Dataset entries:
-=-=-

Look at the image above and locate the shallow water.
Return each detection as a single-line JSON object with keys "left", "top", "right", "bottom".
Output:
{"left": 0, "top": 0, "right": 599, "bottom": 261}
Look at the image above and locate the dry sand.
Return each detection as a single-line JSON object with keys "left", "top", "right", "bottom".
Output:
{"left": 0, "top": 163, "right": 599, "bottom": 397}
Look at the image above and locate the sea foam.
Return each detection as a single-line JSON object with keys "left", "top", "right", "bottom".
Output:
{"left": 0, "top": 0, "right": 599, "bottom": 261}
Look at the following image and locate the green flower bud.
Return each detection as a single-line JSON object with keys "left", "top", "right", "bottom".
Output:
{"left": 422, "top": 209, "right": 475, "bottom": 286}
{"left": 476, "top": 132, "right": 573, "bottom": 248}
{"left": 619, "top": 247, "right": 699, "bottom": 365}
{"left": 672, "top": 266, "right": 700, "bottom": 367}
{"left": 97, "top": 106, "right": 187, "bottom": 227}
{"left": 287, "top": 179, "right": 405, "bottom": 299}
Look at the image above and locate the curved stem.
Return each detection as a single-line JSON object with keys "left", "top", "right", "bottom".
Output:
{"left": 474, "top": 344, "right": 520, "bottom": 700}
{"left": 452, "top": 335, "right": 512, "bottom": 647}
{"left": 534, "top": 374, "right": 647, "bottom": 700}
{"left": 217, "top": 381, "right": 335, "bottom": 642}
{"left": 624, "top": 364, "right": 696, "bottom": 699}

-=-=-

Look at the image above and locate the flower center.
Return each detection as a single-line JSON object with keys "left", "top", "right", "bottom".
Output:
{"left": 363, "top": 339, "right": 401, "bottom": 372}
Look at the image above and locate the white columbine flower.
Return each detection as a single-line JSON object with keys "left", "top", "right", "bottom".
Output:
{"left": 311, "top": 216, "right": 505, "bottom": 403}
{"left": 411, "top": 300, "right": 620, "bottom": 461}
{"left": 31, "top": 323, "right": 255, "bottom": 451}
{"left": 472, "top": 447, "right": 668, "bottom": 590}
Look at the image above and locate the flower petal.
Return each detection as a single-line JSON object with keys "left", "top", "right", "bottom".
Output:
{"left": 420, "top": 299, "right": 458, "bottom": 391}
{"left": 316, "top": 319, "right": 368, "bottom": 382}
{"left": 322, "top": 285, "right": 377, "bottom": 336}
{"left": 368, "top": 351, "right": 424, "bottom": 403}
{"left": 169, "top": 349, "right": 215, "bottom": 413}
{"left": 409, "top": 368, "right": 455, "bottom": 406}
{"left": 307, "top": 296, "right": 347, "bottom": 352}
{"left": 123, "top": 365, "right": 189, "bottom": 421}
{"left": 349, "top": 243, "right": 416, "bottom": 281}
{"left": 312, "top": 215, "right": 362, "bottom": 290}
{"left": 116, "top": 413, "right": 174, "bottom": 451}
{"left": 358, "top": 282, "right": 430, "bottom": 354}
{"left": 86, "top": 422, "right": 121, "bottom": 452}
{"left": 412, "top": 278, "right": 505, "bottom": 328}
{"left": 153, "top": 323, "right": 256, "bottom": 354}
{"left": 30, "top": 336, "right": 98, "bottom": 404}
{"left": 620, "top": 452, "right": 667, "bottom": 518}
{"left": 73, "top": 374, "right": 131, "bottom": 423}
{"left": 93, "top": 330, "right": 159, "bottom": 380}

-=-=-

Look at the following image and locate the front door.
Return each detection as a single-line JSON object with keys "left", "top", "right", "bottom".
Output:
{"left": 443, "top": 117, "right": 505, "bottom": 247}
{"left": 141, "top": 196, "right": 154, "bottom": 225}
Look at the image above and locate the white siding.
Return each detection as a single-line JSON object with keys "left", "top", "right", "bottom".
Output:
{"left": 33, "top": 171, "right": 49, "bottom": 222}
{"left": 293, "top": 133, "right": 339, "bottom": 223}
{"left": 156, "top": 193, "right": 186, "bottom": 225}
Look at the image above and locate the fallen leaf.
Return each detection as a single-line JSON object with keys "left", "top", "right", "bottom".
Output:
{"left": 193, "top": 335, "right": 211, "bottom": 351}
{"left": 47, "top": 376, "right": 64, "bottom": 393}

-=-=-

* **What is expected**
Gather up every line in the data above that contains the word "following", copying each one.

* **Solution**
Look at the following image and locate the green flower bud.
Look at the following image and locate the front door.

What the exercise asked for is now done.